### Provided text:

○ ○ ○

Alba María Mármol Romero
PhD and researcher in the SINAI research group at the University of Jaén
Regarding the press release, I would like to point out that it begins with a rather misleading statement in its headline, claiming that LLMs can “replicate human emotions.” It is very important to clarify that there is a vast difference between replicating (feeling) and simulating (calculating). The study’s authors themselves refute this approach by clarifying that the use of emotional language in reference to machines is strictly metaphorical. The rest of the text accurately describes the experiment’s results.
The study follows a methodologically sound process by testing six language models from various families and sizes. To ensure reliability, the researchers did not rely on a single test and repeated each experimental condition across five independent runs. Given the stochastic nature of LLMs, this is strictly necessary, especially since a temperature of 0.5 was set, which introduces constant variability in the responses. However, in my opinion, the choice of models remains vaguely justified in terms of representativeness, since we must bear in mind that the commercial models used are not transparent; we do not know the exact data with which they were trained or their inherent biases, which contaminate and influence the results.
Although the conclusions are clear and the data confirm what the article sets out to demonstrate, there are many studies that dispute the claim that an LLM can replicate human emotions. Although the researchers have made the code and instructions used available (I have not been able to access them), the scientific literature demonstrates that the behavior of these models is extremely fragile: by subtly varying the words, changing their order, the tone, or the position of the given options, the responses can be completely different. LLMs tend to infer the response the evaluator desires and exhibit marked sycophantic behavior, a limitation the authors themselves acknowledge in the text. Furthermore, these systems exhibit behaviors not found in most humans, such as data “hallucinations” or a concerning lack of “epistemic humility” when categorically inventing information.

○ ○ ○

### Material supplied:
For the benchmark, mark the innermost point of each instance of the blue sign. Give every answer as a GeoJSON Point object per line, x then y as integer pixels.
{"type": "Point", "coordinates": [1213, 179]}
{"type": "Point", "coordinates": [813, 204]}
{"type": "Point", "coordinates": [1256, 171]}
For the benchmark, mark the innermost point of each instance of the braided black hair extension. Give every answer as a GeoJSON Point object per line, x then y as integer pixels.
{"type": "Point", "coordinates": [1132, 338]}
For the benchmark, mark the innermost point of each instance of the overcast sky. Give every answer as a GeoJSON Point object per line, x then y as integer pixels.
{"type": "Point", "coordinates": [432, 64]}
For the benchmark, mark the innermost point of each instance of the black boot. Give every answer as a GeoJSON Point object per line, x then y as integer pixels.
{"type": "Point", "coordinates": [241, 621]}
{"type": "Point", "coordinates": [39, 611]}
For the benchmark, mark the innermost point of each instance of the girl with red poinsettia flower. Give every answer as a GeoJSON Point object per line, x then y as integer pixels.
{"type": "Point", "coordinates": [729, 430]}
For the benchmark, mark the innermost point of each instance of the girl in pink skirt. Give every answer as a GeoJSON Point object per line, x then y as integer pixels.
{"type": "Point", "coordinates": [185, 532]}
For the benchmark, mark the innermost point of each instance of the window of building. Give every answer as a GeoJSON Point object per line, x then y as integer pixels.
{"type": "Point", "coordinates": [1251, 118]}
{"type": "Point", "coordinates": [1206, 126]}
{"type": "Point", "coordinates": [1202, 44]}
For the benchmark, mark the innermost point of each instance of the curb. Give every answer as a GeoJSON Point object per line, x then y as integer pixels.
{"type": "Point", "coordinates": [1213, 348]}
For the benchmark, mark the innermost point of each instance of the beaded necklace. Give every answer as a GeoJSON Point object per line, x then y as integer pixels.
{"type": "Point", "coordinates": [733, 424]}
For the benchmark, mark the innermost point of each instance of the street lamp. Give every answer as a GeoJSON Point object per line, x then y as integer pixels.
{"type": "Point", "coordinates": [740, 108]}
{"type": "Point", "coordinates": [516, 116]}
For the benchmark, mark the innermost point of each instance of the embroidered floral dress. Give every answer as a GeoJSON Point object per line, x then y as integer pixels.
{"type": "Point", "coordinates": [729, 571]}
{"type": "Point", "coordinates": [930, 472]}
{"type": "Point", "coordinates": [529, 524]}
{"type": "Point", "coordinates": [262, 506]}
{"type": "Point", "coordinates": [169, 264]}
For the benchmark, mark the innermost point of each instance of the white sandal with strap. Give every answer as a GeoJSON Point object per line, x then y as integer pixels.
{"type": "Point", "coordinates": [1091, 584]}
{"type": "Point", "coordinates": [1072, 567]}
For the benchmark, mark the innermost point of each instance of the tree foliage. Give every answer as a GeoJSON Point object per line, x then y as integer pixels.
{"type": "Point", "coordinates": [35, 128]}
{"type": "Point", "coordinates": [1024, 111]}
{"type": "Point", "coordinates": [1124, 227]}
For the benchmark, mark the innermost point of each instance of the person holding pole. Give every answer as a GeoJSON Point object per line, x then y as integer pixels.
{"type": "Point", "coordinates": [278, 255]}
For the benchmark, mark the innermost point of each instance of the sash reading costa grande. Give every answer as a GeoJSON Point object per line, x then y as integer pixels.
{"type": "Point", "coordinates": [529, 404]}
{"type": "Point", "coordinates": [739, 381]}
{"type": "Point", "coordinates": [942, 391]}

○ ○ ○

### Work item A:
According to the commentary, why did the researchers have to repeat each experimental condition across five independent runs? Answer in one to three sentences.
### Work item B:
Reproduce the part of the commentary starting at "The study follows" and ending at "influence the results.".
### Work item C:
Translate this sentence from the commentary into Spanish: "It is very important to clarify that there is a vast difference between replicating (feeling) and simulating (calculating)."
Work only from the commentary.

### Answer box A:
Language models are stochastic, so a single test could not be relied on. This mattered all the more because the temperature was set to 0.5, which keeps adding variability to the responses.

### Answer box B:
The study follows a methodologically sound process by testing six language models from various families and sizes. To ensure reliability, the researchers did not rely on a single test and repeated each experimental condition across five independent runs. Given the stochastic nature of LLMs, this is strictly necessary, especially since a temperature of 0.5 was set, which introduces constant variability in the responses. However, in my opinion, the choice of models remains vaguely justified in terms of representativeness, since we must bear in mind that the commercial models used are not transparent; we do not know the exact data with which they were trained or their inherent biases, which contaminate and influence the results.

### Answer box C:
Es muy importante aclarar que existe una enorme diferencia entre replicar (sentir) y simular (calcular).